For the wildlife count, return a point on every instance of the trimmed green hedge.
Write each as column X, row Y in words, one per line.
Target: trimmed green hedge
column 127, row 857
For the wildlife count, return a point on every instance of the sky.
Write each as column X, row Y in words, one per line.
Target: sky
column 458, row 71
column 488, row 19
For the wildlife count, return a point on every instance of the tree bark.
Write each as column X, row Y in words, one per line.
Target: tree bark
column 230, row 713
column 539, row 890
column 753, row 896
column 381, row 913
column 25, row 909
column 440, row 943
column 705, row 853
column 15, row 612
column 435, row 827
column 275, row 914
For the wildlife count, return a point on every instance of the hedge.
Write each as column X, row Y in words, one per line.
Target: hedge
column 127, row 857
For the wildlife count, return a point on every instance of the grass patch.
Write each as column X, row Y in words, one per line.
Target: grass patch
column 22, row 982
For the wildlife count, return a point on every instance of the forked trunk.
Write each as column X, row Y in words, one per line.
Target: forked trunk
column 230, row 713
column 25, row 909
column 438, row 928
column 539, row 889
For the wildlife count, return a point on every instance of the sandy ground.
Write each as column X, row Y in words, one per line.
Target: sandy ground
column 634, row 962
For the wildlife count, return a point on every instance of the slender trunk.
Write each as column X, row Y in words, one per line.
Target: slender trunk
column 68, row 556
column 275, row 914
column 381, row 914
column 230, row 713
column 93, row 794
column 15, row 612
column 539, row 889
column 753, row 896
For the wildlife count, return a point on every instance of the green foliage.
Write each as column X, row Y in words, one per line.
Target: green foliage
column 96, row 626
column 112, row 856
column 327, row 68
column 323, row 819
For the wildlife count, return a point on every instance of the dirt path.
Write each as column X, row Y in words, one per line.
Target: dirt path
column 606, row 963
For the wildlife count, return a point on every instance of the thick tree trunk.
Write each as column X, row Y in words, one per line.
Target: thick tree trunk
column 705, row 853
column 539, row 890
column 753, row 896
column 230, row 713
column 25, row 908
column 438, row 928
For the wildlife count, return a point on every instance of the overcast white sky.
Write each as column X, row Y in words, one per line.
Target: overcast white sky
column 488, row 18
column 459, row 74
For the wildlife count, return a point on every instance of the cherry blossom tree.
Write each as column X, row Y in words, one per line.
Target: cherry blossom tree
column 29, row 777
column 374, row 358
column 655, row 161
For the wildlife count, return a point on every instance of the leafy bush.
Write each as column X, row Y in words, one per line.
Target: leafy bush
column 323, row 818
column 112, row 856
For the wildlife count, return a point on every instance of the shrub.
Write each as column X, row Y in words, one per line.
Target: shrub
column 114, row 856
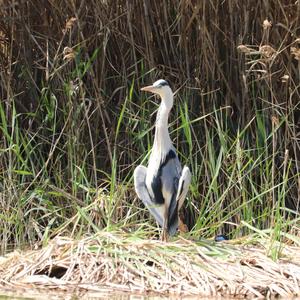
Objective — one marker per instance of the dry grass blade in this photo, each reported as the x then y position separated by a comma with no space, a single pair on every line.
114,262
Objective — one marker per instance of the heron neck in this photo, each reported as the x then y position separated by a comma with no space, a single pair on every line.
162,138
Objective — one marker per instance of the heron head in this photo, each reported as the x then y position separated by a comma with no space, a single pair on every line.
161,87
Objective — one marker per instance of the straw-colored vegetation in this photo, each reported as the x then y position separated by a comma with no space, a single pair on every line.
73,125
127,263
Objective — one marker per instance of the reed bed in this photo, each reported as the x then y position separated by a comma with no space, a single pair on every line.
119,262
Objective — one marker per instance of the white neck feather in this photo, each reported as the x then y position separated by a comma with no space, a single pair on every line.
162,140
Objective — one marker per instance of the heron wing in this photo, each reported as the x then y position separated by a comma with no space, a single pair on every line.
183,185
143,194
170,177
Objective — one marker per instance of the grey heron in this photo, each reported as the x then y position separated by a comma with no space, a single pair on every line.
163,185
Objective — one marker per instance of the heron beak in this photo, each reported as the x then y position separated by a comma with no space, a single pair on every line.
149,88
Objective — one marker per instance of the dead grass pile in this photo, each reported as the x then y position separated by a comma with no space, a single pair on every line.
113,262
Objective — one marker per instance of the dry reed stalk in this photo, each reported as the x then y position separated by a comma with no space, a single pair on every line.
114,262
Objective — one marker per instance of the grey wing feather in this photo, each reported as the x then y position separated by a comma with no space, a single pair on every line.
170,178
142,192
183,186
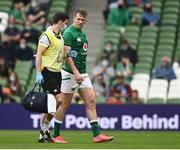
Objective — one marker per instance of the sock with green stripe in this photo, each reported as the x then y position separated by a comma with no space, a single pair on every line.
95,127
57,126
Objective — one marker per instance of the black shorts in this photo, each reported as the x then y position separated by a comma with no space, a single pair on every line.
52,81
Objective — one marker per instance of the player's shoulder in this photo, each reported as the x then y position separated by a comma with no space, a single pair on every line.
69,31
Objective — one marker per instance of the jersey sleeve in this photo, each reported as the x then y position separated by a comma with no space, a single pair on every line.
68,38
44,41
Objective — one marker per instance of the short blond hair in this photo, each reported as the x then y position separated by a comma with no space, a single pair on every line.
82,12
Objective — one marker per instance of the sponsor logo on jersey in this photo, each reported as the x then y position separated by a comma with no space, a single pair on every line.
85,46
78,39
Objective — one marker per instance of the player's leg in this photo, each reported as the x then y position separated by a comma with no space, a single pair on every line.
52,83
67,93
88,96
59,116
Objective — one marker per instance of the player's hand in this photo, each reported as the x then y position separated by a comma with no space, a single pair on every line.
39,78
78,77
72,53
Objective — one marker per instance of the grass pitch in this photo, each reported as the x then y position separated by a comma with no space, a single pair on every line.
83,140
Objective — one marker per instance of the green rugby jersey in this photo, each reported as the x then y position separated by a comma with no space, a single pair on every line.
76,38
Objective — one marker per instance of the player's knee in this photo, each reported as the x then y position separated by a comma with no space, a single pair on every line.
91,104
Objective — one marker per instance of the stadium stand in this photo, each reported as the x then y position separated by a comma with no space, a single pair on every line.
152,43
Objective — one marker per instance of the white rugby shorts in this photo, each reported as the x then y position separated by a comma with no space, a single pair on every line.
69,84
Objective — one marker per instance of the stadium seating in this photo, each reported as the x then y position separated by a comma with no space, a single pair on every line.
157,91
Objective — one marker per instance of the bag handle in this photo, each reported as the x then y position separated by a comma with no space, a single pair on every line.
35,87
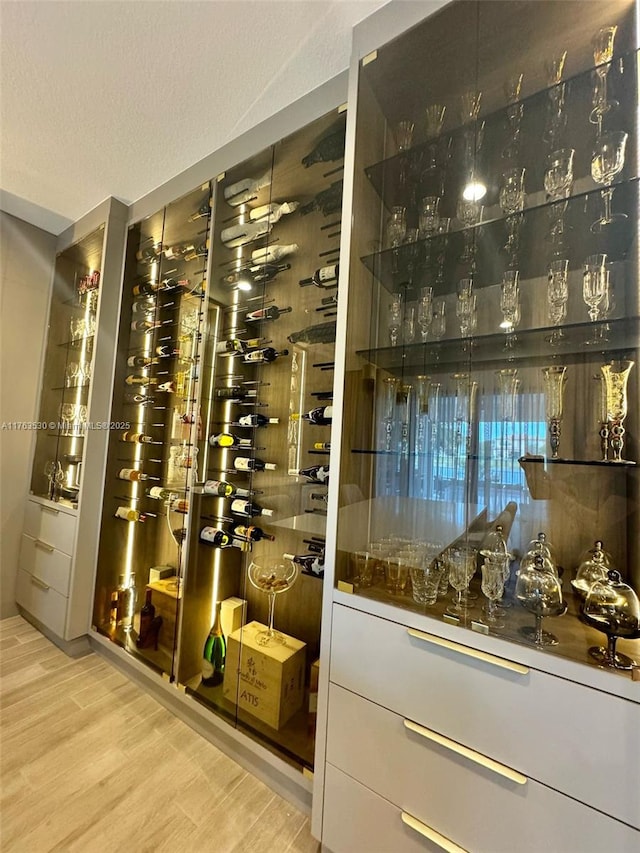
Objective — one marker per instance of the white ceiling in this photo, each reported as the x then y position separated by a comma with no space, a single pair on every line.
114,97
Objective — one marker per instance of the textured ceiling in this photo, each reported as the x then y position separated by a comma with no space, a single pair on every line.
114,97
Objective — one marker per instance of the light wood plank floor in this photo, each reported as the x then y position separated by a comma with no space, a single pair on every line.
90,762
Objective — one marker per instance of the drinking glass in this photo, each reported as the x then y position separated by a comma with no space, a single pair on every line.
607,162
554,383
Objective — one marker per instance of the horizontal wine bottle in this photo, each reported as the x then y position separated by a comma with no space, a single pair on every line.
242,506
323,277
273,253
225,439
245,190
264,355
321,333
321,415
315,473
257,420
246,463
129,513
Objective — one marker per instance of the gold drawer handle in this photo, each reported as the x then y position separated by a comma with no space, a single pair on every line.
472,653
431,834
471,754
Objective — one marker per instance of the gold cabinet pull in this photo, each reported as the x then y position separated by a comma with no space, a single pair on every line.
469,652
471,754
431,834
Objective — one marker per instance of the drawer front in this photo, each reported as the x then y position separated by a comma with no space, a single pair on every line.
575,739
47,605
51,526
478,807
51,567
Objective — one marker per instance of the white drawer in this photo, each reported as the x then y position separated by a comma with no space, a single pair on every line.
47,605
51,567
51,526
476,807
573,738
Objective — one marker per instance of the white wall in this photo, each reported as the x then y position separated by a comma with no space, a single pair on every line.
26,263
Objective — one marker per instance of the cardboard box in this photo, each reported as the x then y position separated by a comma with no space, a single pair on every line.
265,681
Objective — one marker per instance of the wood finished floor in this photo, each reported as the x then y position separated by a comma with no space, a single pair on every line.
90,762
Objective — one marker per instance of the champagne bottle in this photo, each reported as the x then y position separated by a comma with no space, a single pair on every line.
129,513
241,506
321,333
214,536
213,656
138,437
315,473
225,439
321,415
147,613
270,313
245,190
224,490
140,361
273,211
264,355
273,253
257,420
251,533
132,474
328,201
329,148
322,277
246,463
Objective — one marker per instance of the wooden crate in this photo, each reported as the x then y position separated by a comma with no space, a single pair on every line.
265,681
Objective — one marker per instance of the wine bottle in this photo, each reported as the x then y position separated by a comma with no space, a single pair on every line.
241,506
134,379
140,361
329,148
202,211
270,313
328,201
132,474
213,656
321,415
322,277
214,536
312,564
273,253
224,490
273,211
264,355
147,612
257,420
225,439
245,190
246,463
129,513
138,437
251,533
316,473
321,333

§ **Given instruction**
Reproduce the rows above verbatim, starting at the line that contains "thick tree trunk." and ending at the line that contains "column 25, row 908", with both of those lines included.

§ **Expected output**
For the wildlife count, return a point on every instance of the thick tree trunk.
Write each as column X, row Y in words, one per line.
Target: thick tree trunk
column 705, row 853
column 539, row 890
column 753, row 896
column 230, row 713
column 25, row 908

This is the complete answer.